(What you should do)
Look through the records below for the line with "Target: front wheel". Return that line and each one after it up to and including the line with "Target: blue race car", exactly.

(The data)
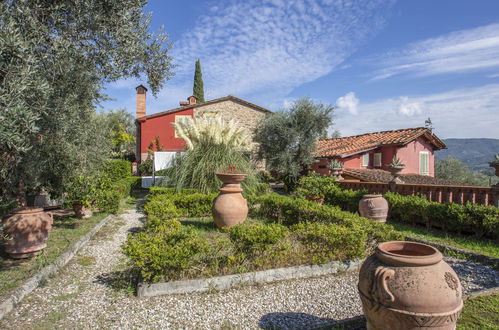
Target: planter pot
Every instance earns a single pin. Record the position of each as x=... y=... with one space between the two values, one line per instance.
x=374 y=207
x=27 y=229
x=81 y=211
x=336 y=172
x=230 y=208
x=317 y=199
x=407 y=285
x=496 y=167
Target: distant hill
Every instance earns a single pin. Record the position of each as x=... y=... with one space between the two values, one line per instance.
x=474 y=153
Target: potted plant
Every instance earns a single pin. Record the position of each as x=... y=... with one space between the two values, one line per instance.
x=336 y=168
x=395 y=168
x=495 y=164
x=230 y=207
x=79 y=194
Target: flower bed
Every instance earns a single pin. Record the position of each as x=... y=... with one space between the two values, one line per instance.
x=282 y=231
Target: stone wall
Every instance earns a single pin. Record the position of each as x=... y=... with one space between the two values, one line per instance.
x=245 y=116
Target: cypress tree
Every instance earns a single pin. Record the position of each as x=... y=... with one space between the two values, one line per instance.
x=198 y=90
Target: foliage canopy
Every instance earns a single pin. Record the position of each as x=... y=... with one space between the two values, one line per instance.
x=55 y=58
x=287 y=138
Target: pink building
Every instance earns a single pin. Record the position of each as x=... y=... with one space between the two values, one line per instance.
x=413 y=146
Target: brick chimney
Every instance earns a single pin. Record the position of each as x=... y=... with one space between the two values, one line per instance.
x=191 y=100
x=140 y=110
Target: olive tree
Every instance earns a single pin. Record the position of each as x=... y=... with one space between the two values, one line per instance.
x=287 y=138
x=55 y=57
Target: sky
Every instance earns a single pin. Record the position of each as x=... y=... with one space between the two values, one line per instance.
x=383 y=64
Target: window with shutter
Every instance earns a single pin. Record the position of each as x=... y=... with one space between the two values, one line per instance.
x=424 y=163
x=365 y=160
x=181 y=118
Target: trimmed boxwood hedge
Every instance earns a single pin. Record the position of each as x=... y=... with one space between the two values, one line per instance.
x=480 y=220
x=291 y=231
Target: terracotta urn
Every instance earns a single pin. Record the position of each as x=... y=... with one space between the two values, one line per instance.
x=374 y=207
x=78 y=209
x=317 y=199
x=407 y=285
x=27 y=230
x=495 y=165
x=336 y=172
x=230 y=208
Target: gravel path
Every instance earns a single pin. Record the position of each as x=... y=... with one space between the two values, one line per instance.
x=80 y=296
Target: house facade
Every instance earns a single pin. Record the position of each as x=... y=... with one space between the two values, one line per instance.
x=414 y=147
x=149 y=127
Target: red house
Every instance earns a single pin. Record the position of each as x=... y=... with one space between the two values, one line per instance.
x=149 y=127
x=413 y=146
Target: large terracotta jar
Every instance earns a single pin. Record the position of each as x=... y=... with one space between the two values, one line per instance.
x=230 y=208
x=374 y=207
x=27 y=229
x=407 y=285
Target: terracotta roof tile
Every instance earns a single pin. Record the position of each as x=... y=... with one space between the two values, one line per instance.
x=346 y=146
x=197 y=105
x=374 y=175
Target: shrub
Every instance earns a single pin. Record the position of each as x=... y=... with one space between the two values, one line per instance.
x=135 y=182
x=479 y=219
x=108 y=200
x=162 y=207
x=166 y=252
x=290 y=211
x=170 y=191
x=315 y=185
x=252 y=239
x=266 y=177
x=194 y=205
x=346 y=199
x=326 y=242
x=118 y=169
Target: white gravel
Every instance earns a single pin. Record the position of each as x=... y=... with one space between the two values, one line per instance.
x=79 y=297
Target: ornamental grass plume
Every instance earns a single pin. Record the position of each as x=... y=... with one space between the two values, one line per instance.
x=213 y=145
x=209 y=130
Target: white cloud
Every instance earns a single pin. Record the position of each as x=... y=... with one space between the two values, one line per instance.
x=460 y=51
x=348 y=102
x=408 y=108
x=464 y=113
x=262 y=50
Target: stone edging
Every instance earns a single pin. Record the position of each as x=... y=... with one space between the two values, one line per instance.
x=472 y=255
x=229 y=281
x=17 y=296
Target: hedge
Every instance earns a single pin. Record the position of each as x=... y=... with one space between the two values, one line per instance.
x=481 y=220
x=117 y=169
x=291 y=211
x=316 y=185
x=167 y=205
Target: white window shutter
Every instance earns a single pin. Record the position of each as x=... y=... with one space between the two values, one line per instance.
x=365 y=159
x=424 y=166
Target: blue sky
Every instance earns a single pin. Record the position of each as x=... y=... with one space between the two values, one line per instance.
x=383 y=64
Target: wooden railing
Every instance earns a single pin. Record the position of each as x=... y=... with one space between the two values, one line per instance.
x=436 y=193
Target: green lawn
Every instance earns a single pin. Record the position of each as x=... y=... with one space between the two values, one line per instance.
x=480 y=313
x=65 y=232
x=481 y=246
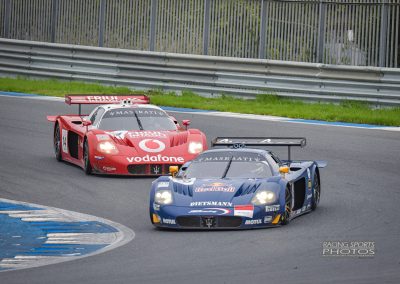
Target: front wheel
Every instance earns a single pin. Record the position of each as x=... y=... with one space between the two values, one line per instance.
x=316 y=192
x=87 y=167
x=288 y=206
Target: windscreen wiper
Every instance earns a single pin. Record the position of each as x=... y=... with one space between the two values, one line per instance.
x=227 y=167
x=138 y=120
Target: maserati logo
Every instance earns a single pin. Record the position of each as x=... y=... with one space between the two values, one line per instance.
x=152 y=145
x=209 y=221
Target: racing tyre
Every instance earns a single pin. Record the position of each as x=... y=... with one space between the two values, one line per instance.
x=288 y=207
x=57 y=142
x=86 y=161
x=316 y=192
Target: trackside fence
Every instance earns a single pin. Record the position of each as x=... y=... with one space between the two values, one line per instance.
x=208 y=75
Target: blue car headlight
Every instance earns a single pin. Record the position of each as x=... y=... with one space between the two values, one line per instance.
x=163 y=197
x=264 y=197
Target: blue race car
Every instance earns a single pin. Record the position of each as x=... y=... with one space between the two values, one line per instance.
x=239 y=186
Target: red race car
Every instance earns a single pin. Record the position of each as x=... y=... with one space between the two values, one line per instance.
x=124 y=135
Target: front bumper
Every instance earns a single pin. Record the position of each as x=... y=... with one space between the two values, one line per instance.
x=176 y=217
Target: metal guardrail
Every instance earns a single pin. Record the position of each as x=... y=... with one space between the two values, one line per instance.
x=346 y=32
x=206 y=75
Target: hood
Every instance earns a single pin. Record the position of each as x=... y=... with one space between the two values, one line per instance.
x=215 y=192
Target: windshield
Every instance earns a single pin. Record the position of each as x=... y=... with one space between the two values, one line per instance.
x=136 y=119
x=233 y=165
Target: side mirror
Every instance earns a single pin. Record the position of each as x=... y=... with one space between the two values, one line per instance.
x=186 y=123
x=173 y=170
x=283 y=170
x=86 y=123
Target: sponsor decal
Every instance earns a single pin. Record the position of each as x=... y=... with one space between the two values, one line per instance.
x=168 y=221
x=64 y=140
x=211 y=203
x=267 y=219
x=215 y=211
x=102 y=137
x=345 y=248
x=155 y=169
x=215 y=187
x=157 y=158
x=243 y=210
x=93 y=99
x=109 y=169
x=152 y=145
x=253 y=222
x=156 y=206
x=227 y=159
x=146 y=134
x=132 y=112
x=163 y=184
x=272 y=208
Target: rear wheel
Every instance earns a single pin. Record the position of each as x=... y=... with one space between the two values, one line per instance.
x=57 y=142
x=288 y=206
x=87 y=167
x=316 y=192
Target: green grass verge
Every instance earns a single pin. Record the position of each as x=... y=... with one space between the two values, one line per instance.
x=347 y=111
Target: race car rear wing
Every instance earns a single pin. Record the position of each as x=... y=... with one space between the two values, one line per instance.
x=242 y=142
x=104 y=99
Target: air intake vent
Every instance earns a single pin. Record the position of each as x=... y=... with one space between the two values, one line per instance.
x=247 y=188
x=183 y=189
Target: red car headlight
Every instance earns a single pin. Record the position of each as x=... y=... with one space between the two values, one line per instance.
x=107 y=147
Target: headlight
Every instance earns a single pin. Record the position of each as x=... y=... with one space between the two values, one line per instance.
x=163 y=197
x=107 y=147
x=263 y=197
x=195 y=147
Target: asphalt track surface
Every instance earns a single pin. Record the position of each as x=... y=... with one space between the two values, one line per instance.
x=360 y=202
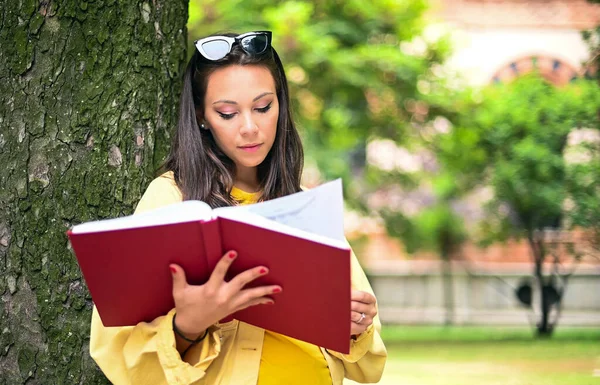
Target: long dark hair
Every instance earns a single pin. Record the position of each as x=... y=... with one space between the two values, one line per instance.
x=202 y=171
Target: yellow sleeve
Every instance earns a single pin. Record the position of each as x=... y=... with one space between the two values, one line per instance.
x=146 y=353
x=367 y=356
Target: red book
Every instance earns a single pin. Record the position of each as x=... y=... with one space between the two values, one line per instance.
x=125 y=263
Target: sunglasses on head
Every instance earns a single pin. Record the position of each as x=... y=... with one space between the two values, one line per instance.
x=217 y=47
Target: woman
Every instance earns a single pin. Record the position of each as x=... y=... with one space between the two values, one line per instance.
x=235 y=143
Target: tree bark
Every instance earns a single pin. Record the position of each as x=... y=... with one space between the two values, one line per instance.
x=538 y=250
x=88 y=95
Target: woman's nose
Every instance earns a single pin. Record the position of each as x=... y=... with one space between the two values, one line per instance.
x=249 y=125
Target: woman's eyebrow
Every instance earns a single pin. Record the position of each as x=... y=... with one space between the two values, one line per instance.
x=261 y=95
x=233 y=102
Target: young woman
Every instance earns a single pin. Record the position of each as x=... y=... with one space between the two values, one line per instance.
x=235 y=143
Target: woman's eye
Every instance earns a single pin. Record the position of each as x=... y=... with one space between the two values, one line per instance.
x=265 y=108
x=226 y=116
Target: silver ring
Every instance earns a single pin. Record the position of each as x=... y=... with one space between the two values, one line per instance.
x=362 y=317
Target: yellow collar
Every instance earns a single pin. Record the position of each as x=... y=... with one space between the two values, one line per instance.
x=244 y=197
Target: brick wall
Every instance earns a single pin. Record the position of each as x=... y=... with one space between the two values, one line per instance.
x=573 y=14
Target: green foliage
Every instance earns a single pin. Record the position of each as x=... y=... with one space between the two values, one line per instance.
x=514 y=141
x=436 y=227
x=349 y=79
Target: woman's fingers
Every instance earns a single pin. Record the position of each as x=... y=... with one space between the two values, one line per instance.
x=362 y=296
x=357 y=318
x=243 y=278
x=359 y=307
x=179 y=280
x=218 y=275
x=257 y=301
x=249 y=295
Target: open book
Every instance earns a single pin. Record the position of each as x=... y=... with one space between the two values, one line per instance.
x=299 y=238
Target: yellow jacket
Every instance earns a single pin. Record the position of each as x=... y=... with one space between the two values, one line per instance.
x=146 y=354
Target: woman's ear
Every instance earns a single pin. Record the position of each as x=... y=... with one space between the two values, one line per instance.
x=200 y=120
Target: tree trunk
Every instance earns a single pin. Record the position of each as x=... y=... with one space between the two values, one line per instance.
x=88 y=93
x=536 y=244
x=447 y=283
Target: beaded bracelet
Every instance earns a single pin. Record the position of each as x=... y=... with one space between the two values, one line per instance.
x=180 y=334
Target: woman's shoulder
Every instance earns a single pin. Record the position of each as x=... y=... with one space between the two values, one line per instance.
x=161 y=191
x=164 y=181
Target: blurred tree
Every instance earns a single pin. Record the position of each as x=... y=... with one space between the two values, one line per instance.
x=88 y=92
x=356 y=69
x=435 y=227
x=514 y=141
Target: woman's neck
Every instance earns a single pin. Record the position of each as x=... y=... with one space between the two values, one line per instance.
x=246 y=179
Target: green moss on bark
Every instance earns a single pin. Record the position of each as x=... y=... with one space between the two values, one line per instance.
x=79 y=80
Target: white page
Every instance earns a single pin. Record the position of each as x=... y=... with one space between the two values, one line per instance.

(Result for this exercise)
Target: front wheel
Every instance earns a single pin. Record the position of each as x=... y=... with one space between the two values, one line per instance.
x=316 y=192
x=87 y=167
x=288 y=206
Target: windscreen wiper
Every instance earns a single pin. Record the position of each as x=... y=... with one space between the two values, one line per instance.
x=227 y=167
x=138 y=120
Target: maserati logo
Every instance earns a single pin. Record the position of each as x=... y=... with one space between the two values, one line per instance.
x=152 y=145
x=209 y=221
Target: racing tyre
Every instance earns a single pin. Record the position of each as x=... y=... with one space between the two values, one line per instance.
x=288 y=207
x=57 y=142
x=86 y=161
x=316 y=192
Target: trackside fence
Every instance earns a single pin. Record the position of each as x=... y=... with one space between the two values, one line per instance.
x=208 y=75
Target: blue car headlight
Every instance earns a single pin. Record the position of each as x=... y=... with one space between the two values, one line per instance.
x=163 y=197
x=264 y=197
Target: blue race car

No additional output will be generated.